[Entries from a point labeling set]
+++++
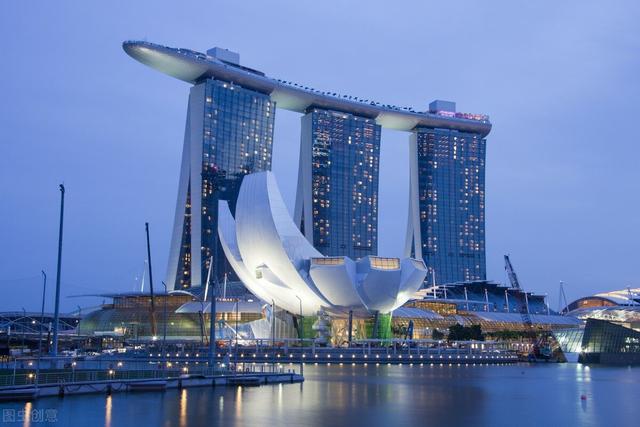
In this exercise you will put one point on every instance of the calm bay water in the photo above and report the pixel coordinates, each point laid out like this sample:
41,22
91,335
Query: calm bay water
519,395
+++++
▸ PROBLEM REQUIREMENTS
Can you output every line of the entries above verbatim, leaving out the pictures?

▸ RESULT FOR THIS EXERCISE
In this exercise you will put one point on every instance of the calm bay water in the photo above and report the pixel coordinates, each point laid out like this sample:
41,22
91,335
Query: calm bay water
519,395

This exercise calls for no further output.